Bad Breeding Human Capital (One Little Independent) + Froggy & The Ringes Ringe Rock Pond Scum (Amok/Kibou) + Loose Nukes Fast Forward to Extinction (Cimex/Kibou): Three bunches of noisy fuckers, two of them keen to take down the man. Stevenage hardcore punks Bad Breeding are on One Little Indian and hark back to that label’s origins among Crass-related Eighties bands, notably Flux of Pink Indians. It arrives on scarlet vinyl with a samizdat-style poster-pamphlet (again very much in Crass band mode) that eruditely draws lines between social media isolation and political divide-and-conquer, and a 12-page booklet of lyrics in a similar vein. The album, their fourth, is a relentless roar of rage, purposely more catalytic than tuneful, spewing out of the speakers with untrammelled urgency. Texan punks Loose Nukes are less specific in their political ire but the music is vocally puked out with equal aplomb, backed by jarring speed-riff attacks. Take “Slaves”, for instance: “Corporate future/Always slaves/Consume, comply, reproduce/Go and die”. The record, on red vinyl, is marinated in more nihilism than Bad Breeding but fuelled by the same rage. Comes with 12” x 12” photo/lyric card. Finally, Froggy & The Ringes are the equal of the above in cacophony, although closer in tone to sped-up 1970s prole-punk of the Cockney Rejects variety, but their “content” has more in common with Peter & the Test Tube Babies and the like, as their songs deal with frogs, tadpoles  and other pond-related silliness. There are tunes in here too, but mostly it’s a bit of a laugh, Bet they’d be a riot live. Comes with 12” x 12” lyric sheet so you can work out how to sing along to “Do the Frog”, “Fuck You, Kermit!”, “One Chord Frog” and the like.

Mustafa Khetty/Morpheus Project Mozaick Remixed (Morpheus Musica): Mustafa Khetty is a New York-based globetrotter of Sri Lankan origin whose background is as a very successful businessman, but who cashed that all in around five years ago to focus on music. Initially dabbling in classical styles, he transitioned easily to prog with his Morpheus Project and their 2021 debut album Mozaick. Three tracks from that album now appear in their original form, global-flavoured new age-tinted fare, on an EP with remixes on the flip by Seahawks, Andy Votel and The Grid’s Richard Norris. The first two of these are passable noodle but it’s Norris’s bongo-tastic tribal groover that takes the cake, building into something pared-back but funky, in a chilled sort of way.

__SHORT TASK A__:
In the record reviews, what color is the vinyl of the Bad Breeding album?
__SHORT TASK B__:
Continue the record reviews past their final sentence.

[Dataset excerpt]
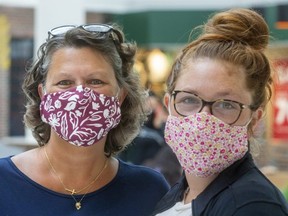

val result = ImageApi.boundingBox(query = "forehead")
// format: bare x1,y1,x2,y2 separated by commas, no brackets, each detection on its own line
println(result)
175,58,250,99
48,47,115,76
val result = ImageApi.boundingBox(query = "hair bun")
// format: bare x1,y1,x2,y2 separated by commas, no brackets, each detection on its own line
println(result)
202,8,269,50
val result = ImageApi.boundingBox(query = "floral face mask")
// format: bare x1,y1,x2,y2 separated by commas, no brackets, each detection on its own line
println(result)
40,85,121,146
165,112,248,177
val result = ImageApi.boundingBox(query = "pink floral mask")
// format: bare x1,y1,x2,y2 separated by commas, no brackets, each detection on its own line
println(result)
165,112,248,177
40,85,121,146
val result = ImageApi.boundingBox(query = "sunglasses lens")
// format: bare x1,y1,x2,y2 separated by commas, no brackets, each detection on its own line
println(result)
82,25,112,33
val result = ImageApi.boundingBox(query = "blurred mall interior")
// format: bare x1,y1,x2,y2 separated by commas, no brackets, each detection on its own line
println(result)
0,0,288,192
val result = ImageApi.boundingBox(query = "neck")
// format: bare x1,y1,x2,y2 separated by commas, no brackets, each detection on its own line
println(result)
184,173,217,204
40,133,110,190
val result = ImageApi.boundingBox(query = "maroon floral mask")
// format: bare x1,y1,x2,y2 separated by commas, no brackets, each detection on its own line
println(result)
40,85,121,146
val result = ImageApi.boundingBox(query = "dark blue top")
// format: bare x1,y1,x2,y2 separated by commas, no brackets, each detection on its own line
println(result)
152,153,288,216
0,157,168,216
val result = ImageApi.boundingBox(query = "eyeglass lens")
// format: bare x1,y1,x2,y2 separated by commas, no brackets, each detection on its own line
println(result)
174,91,242,124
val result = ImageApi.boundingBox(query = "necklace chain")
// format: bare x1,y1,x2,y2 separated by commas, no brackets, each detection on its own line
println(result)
44,146,108,210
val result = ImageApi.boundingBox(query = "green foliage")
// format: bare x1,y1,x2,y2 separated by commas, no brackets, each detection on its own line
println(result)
282,186,288,202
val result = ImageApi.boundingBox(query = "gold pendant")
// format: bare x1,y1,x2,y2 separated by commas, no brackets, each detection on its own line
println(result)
75,202,81,210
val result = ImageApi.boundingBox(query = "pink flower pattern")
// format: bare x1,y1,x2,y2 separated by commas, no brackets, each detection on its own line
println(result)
40,86,121,146
165,112,248,177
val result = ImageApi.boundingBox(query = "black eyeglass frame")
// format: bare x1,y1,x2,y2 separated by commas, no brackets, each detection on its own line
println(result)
47,23,123,43
171,90,255,125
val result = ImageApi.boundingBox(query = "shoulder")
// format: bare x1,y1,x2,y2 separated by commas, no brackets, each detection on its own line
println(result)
118,159,166,182
0,157,13,171
210,168,288,215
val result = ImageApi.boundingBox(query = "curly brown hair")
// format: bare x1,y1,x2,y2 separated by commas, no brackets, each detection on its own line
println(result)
22,24,146,156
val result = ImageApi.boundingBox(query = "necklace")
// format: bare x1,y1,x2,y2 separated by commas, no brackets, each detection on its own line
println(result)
44,146,108,210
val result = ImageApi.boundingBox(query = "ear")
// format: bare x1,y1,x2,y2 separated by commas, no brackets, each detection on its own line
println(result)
38,83,45,98
163,93,170,111
118,88,128,105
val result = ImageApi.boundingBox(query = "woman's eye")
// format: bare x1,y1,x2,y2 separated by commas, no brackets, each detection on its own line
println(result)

__EXERCISE RESPONSE A__:
Scarlet.

__EXERCISE RESPONSE B__:
On Man On Man (Houndstooth): Respect, as always, to Houndstooth Records, the fabric nightclub-affiliated label that’s unafraid of getting behind music which is not immediate or easy. On Man is a Hertfordshire-based singer-producer whose music ranges from Howling/Ry X/Anohni-style falsetto-tronica to the crunching post-grime of “Darks” to phased squelch-pop with a hint of Aphex to it (sometimes even a bit like label mate Aisha Devi). It’s experimental, occasionally abject alt-pop, which suddenly flits into self-revealing singer-songwriter territory. Comes on art gatefold with a 12-page 12” x 12” art-lyric booklet. The art is worthy of special mention. Rising mixed digital artist Salvi de Sena excels with the grotesque yet fascinating visuals on the cover and, indeed, the images  throughout. Pictured left/right.

Wendy Carlos Tron: Original Motion Picture Soundtrack (Walt Disney): “Music by Wendy Carlos,” it says on the sleeve. What it doesn’t tell the unsuspecting listener is that there are also two songs by US FM radio behemoths Journey. One of them is typically hideous but the bigger surprise is that the other, “1990’s Theme”, a sound effect-swathed electro-rock instrumental, is kitsch and quite amusing. Fans of the film will recall its groundbreaking visual style, the basis for much of Daft Punk’s career (they soundtracked the sequel too!). The music, however, is not as retro-future electronic as memory might suggest. Much of it is lively John Williams-ish orchestration with only occasional synthesizer intrusions on cuts such as “TRON Scherzo” and “We’ve Got Company”. Overall, one for hardcore TRON fans.

Healing Force Project Drifted Entities Vol. 1 (BM): Prolific electronic producer Antonio Marini’s output is not easy to bracket. His latest mini-album/EP contains five tracks that have an organic feel – the basslines and organ sounds – but also attached to a sensibility that seems indebted to prog rock (a form that remains massive in Italy). Partly this is down to the wilfully perverse stop-start rhythmic changes. The whole thing is instrumental, a key feature being the endless interjections of different kinds of percussion, as if the central track were under attack by toddlers. Fans of San Diego’s I-think-now-defunct - and legendarily off-the-wall - Accretions Records may very well enjoy.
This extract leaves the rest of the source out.